[Records for identifying positions]:
* begin *

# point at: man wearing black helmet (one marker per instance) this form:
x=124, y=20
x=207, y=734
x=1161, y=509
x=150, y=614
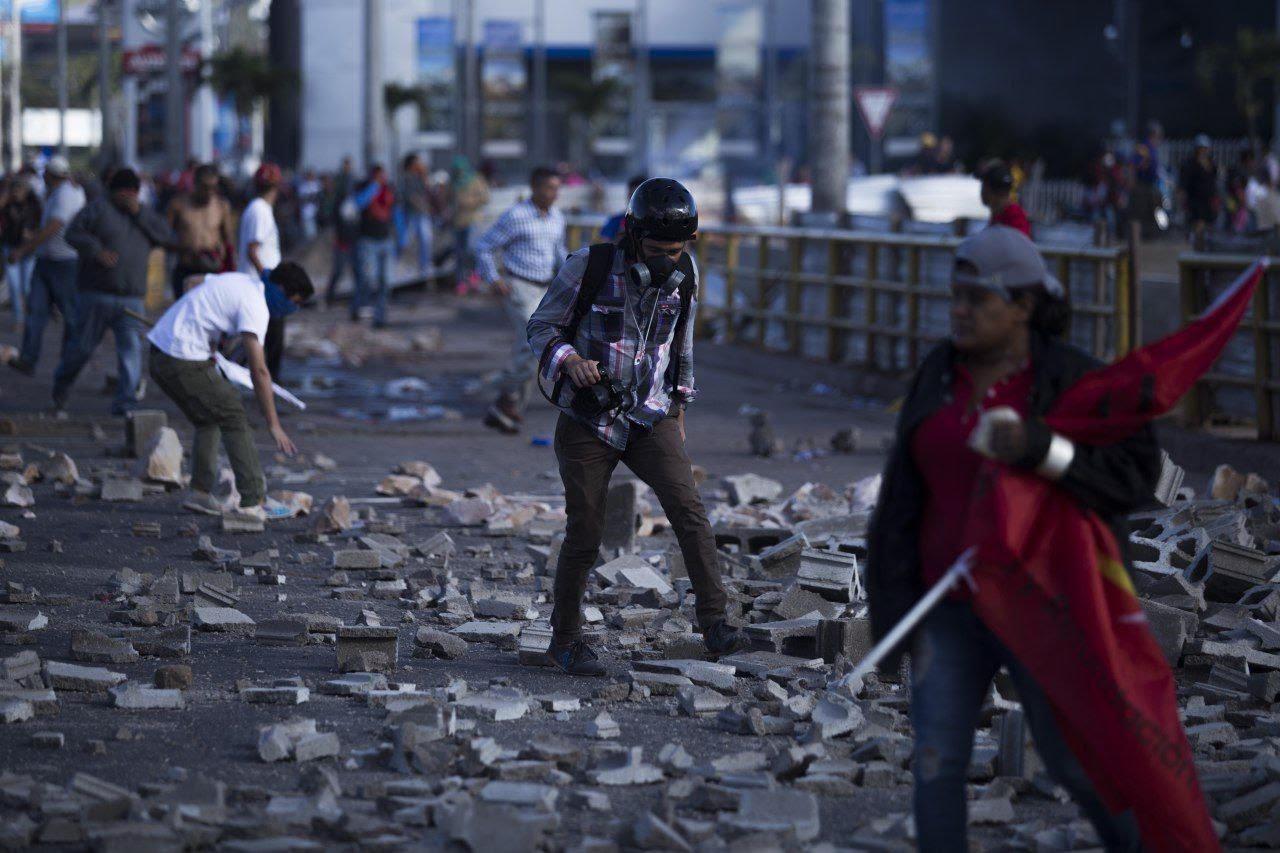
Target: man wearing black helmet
x=615, y=337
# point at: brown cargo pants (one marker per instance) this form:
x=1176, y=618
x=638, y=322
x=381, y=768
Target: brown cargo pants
x=657, y=457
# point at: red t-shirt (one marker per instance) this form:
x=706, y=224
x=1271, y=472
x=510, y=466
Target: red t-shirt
x=940, y=447
x=1014, y=217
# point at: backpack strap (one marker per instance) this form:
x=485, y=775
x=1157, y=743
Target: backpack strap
x=599, y=264
x=688, y=290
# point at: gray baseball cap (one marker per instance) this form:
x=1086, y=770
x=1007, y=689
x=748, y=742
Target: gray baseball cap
x=1006, y=260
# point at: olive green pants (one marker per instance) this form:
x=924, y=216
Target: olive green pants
x=215, y=409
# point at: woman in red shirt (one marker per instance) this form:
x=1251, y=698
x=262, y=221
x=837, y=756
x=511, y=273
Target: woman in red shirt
x=1008, y=315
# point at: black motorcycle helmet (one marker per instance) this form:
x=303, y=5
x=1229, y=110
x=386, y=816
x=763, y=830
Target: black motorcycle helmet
x=661, y=209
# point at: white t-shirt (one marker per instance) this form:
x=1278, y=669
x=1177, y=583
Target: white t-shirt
x=63, y=204
x=223, y=304
x=257, y=226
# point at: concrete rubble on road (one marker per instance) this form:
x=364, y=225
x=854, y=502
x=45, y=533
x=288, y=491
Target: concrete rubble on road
x=472, y=742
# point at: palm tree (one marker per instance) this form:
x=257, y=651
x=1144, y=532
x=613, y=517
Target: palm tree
x=1253, y=64
x=248, y=80
x=397, y=96
x=589, y=103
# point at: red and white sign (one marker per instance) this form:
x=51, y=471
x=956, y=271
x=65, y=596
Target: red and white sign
x=151, y=59
x=874, y=103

* end *

[WHAT TO WORK ON]: Write out all of the records above word for word, and omit the pictures.

[SOLUTION TO THIS PROBLEM]:
# point at: man wearing black helmet (one marker per instance) this form:
x=124, y=20
x=207, y=734
x=1161, y=509
x=150, y=614
Target: man wearing black helmet
x=615, y=337
# point at: brown cargo pants (one marker per instance) this form:
x=1176, y=618
x=638, y=322
x=381, y=768
Target: brown cargo pants
x=657, y=457
# point at: red t-shirt (one marker per instance) this form:
x=706, y=224
x=1271, y=472
x=510, y=466
Target: red t-shirt
x=940, y=447
x=1014, y=217
# point at: backpack strap (one marker per instance) this form:
x=485, y=775
x=1157, y=743
Target: backpack strap
x=599, y=264
x=688, y=290
# point at: gray baseball cap (one marker per instance) this form:
x=1086, y=770
x=1007, y=689
x=748, y=742
Target: gray baseball cap
x=1006, y=260
# point at: olive green pants (one marker per instance) this form:
x=924, y=216
Target: olive green pants
x=215, y=409
# point at: woman in red shirt (one marker per instance) this form:
x=1251, y=698
x=262, y=221
x=837, y=756
x=511, y=273
Target: woman in red shirt
x=1008, y=315
# point at: black motorcycle helmet (one marker per instance) this form:
x=303, y=5
x=1229, y=110
x=386, y=816
x=763, y=830
Target: black motorcycle helmet
x=661, y=209
# point at: white t-shirt (one marker per instance) this form:
x=1278, y=669
x=1177, y=583
Target: white t-shirt
x=63, y=204
x=223, y=304
x=257, y=226
# point at: concrete rubble on road (one marker per instance) this form:
x=364, y=225
x=854, y=502
x=45, y=533
x=288, y=491
Target: concrete rubble on road
x=472, y=742
# point at: palm tree (one marker per instance) this form:
x=257, y=651
x=1144, y=532
x=613, y=517
Target: palm tree
x=1253, y=64
x=248, y=80
x=397, y=96
x=589, y=103
# point at: red and white sign (one marker per instance) this form:
x=51, y=471
x=956, y=271
x=65, y=596
Target: red and white sign
x=151, y=59
x=874, y=103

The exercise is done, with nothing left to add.